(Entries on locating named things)

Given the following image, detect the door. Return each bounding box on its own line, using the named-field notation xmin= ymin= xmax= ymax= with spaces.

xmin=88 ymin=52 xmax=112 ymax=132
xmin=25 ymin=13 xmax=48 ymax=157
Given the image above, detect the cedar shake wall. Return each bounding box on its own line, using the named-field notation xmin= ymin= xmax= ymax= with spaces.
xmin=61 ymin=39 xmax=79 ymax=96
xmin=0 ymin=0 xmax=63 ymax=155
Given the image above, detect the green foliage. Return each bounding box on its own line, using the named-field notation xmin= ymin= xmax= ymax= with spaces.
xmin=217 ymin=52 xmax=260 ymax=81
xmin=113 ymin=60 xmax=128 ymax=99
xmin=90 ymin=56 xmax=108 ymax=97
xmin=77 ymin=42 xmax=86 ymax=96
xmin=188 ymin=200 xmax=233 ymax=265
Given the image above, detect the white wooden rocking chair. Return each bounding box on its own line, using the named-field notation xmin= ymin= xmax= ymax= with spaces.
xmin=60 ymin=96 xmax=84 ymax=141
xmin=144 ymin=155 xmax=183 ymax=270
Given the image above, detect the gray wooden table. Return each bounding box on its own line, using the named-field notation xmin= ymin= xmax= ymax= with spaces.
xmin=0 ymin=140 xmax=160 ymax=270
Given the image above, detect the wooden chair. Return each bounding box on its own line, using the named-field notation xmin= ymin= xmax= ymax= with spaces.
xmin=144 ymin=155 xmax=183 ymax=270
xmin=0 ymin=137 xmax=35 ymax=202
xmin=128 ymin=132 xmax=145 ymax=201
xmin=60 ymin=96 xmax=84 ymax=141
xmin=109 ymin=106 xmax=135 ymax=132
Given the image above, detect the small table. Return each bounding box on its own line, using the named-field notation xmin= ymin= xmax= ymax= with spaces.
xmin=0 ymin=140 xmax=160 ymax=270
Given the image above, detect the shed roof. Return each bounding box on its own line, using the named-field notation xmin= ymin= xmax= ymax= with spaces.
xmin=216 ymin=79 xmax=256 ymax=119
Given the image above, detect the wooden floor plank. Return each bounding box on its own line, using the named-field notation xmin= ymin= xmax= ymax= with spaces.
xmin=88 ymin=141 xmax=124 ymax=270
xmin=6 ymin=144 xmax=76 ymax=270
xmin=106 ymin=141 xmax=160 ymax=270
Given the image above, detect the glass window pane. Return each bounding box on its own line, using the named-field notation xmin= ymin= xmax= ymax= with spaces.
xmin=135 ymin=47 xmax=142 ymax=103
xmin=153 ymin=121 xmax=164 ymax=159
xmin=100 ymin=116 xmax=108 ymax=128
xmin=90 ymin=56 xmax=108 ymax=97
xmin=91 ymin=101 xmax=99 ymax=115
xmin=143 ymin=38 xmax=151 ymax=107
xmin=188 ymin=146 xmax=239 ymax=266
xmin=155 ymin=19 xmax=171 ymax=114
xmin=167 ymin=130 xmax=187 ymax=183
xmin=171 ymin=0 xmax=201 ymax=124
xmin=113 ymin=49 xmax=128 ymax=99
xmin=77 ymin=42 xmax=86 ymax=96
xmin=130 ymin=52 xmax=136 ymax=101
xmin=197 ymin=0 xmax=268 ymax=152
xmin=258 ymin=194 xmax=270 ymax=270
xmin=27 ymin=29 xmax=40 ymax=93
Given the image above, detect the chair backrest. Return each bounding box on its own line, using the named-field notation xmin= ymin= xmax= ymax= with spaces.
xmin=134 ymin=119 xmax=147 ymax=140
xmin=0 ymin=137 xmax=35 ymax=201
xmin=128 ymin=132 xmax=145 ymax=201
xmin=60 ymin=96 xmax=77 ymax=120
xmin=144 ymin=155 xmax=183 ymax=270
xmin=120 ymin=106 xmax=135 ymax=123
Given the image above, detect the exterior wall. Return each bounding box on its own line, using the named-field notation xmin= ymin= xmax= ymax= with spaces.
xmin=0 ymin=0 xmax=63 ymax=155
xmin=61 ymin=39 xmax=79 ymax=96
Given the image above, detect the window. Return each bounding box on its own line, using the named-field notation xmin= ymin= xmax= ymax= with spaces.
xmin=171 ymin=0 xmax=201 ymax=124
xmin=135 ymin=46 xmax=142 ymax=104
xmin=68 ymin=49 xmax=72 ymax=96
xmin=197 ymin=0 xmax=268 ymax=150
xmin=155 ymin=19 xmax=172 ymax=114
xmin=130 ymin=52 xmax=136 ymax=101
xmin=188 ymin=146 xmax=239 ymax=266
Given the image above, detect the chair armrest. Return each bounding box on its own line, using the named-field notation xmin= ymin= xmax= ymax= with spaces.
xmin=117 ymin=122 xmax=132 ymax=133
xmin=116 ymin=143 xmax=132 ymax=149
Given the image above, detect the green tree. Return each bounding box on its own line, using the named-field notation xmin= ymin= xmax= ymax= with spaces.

◆ **TASK BRIEF**: Rewrite all of these lines so that "named-field notation" becomes "labeled-field notation" wherever it occurs, changing nothing else.

◆ **TASK OUTPUT**:
Given the following image, detect the door. Return each bounding box on its own line, using the labeled-field notation xmin= ymin= xmax= ymax= with spaces.

xmin=88 ymin=52 xmax=112 ymax=132
xmin=25 ymin=13 xmax=48 ymax=157
Given the image above, detect the cedar shake wall. Return each bounding box on its own line, using the labeled-field notation xmin= ymin= xmax= ymax= with spaces.
xmin=61 ymin=39 xmax=79 ymax=96
xmin=0 ymin=0 xmax=63 ymax=155
Given the image above, detect the green foliage. Return each bounding box on its own line, using the labeled-field notation xmin= ymin= xmax= ymax= with spaces.
xmin=217 ymin=52 xmax=260 ymax=81
xmin=113 ymin=60 xmax=128 ymax=99
xmin=90 ymin=56 xmax=108 ymax=97
xmin=77 ymin=42 xmax=86 ymax=96
xmin=188 ymin=200 xmax=233 ymax=265
Given the image above, detect the white wooden rocking chair. Return each bounding box on its own line, using the labeled-field notation xmin= ymin= xmax= ymax= with spaces.
xmin=60 ymin=96 xmax=84 ymax=141
xmin=144 ymin=155 xmax=183 ymax=270
Given the image above, detect the gray wooden table. Return each bounding box on its own line, using the labeled-field notation xmin= ymin= xmax= ymax= with spaces.
xmin=0 ymin=140 xmax=160 ymax=270
Given the image above, detect the wooden chair. Return each bounding box on its own line, using the labeled-field notation xmin= ymin= xmax= ymax= with spaces.
xmin=144 ymin=155 xmax=183 ymax=270
xmin=0 ymin=137 xmax=35 ymax=202
xmin=128 ymin=132 xmax=145 ymax=201
xmin=60 ymin=96 xmax=84 ymax=141
xmin=109 ymin=106 xmax=135 ymax=132
Given the image above, detect the small table. Return each bounding box on its own line, using the labeled-field notation xmin= ymin= xmax= ymax= with spaces.
xmin=0 ymin=140 xmax=160 ymax=270
Given the image above, detect the shed roof. Return each bounding box on its own line, using the labeled-field notation xmin= ymin= xmax= ymax= with spaces.
xmin=216 ymin=79 xmax=256 ymax=119
Given the image above, detect the wooden floor plank. Return each bounding box on its own line, using the labeled-field notation xmin= ymin= xmax= ymax= with spaces.
xmin=88 ymin=141 xmax=124 ymax=270
xmin=6 ymin=144 xmax=76 ymax=270
xmin=106 ymin=141 xmax=160 ymax=270
Given the image above, detect the glass window pane. Return each bounding box on its own line, using the labeled-field notation xmin= ymin= xmax= ymax= with spaces.
xmin=135 ymin=47 xmax=142 ymax=103
xmin=153 ymin=121 xmax=164 ymax=159
xmin=100 ymin=116 xmax=108 ymax=128
xmin=90 ymin=56 xmax=108 ymax=97
xmin=91 ymin=101 xmax=99 ymax=115
xmin=143 ymin=38 xmax=151 ymax=107
xmin=188 ymin=146 xmax=239 ymax=266
xmin=155 ymin=19 xmax=171 ymax=114
xmin=167 ymin=130 xmax=187 ymax=183
xmin=171 ymin=0 xmax=201 ymax=124
xmin=113 ymin=49 xmax=128 ymax=99
xmin=77 ymin=42 xmax=86 ymax=96
xmin=130 ymin=52 xmax=136 ymax=101
xmin=197 ymin=0 xmax=268 ymax=152
xmin=258 ymin=194 xmax=270 ymax=270
xmin=27 ymin=29 xmax=40 ymax=93
Given the image above, detect the chair backrest. Return each bounding box on its own line, using the labeled-field notation xmin= ymin= xmax= ymax= with spaces.
xmin=134 ymin=119 xmax=147 ymax=140
xmin=0 ymin=137 xmax=35 ymax=201
xmin=128 ymin=132 xmax=145 ymax=201
xmin=60 ymin=96 xmax=77 ymax=120
xmin=144 ymin=155 xmax=183 ymax=270
xmin=120 ymin=106 xmax=135 ymax=123
Given the image above, detect the exterior wall. Return each bounding box on its own line, using the labeled-field notation xmin= ymin= xmax= ymax= with spaces.
xmin=0 ymin=0 xmax=63 ymax=155
xmin=61 ymin=39 xmax=79 ymax=96
Given the image above, detect the window. Return each bounding box on its own line, using the labeled-field notation xmin= ymin= xmax= ymax= with spaces.
xmin=171 ymin=0 xmax=201 ymax=124
xmin=135 ymin=46 xmax=142 ymax=104
xmin=68 ymin=49 xmax=72 ymax=96
xmin=197 ymin=0 xmax=268 ymax=150
xmin=155 ymin=19 xmax=172 ymax=114
xmin=130 ymin=52 xmax=136 ymax=101
xmin=188 ymin=146 xmax=239 ymax=266
Given the image above, detect the chair armrest. Return each bounding box on its own line, using the labeled-field notation xmin= ymin= xmax= ymax= with spaces.
xmin=117 ymin=122 xmax=132 ymax=133
xmin=116 ymin=143 xmax=132 ymax=149
Given the image above, detect the green tree. Return each bounding box on its own line, using the labeled-field notation xmin= ymin= xmax= ymax= with spaces.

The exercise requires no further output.